====== Study material

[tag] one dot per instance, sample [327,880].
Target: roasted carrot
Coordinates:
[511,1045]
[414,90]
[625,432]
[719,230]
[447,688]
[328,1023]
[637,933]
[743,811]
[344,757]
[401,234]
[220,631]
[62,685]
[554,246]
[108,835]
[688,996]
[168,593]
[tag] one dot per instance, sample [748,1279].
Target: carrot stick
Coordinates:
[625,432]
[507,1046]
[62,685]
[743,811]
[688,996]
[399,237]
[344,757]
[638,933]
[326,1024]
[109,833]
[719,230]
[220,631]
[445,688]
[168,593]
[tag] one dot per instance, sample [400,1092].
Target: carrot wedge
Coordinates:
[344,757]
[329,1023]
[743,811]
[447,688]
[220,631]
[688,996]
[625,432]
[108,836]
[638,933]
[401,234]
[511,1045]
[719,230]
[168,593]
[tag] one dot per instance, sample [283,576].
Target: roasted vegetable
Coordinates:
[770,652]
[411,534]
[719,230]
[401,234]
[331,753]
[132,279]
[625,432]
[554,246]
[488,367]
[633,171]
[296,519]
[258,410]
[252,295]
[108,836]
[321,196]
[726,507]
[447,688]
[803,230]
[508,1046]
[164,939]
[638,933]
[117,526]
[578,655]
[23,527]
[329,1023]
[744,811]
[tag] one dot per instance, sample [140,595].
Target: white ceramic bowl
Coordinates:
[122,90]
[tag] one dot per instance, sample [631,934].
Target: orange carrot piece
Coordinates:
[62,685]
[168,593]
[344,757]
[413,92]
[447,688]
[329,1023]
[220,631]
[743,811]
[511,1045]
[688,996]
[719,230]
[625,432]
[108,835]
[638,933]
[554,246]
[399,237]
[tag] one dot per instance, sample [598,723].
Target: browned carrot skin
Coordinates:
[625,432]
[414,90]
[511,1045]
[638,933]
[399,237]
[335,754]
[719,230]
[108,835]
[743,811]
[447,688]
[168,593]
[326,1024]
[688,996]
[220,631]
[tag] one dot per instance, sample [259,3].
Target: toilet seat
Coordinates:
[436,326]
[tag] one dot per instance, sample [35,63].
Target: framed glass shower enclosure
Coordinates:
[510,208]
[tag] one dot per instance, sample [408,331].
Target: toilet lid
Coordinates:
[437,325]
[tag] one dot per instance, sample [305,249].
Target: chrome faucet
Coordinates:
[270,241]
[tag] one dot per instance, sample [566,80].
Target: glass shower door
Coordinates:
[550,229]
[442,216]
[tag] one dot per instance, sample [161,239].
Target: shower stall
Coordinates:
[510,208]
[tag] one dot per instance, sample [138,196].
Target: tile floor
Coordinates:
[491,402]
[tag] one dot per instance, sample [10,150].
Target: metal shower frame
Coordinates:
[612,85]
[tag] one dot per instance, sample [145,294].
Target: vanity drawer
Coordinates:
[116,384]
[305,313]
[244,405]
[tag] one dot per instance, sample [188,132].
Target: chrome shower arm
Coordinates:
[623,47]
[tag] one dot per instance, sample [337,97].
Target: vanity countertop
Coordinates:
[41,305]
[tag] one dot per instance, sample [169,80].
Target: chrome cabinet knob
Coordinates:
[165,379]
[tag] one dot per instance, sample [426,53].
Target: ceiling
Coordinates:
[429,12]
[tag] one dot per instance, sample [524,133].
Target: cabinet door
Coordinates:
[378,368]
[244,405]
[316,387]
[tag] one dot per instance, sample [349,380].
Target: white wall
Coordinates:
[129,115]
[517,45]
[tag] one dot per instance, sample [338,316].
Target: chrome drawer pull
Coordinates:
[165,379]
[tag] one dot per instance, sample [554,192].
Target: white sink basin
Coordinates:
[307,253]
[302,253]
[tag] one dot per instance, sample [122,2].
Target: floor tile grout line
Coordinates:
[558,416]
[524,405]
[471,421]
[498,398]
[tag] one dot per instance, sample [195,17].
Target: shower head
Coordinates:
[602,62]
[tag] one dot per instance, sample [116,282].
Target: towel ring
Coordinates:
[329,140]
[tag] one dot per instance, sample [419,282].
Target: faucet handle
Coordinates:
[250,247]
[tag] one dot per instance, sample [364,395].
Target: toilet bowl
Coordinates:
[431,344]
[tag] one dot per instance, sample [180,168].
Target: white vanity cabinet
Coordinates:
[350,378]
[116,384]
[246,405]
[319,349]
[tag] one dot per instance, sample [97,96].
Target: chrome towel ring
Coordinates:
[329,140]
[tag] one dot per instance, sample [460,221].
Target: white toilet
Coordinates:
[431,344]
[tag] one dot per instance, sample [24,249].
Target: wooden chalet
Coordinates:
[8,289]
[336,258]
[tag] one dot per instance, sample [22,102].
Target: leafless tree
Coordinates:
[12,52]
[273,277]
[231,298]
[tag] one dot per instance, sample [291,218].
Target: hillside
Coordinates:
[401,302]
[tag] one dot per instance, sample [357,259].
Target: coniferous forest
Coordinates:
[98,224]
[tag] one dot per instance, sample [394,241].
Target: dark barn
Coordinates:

============

Task instructions: Write out exactly the lines above between the line with "[tag] one dot per instance, sample [631,934]." and the line with "[tag] one dot per instance, sample [35,63].", inclusive, and nothing beyond them.

Answer for the task:
[tag] one dot per instance, sample [631,934].
Target: orange carrot piece
Coordinates:
[62,685]
[168,593]
[344,757]
[413,92]
[447,688]
[329,1023]
[220,631]
[743,811]
[511,1045]
[688,996]
[719,230]
[625,432]
[108,835]
[638,933]
[554,246]
[399,237]
[tag] one dot per instance, sample [598,723].
Target: browned carrot skin
Coordinates:
[625,432]
[414,90]
[511,1045]
[638,933]
[399,237]
[335,754]
[719,230]
[108,835]
[743,811]
[447,688]
[168,593]
[326,1024]
[688,996]
[220,631]
[tag] one dot per instance, sample [259,3].
Target: toilet seat
Coordinates:
[436,326]
[tag] one dot per instance, sample [35,63].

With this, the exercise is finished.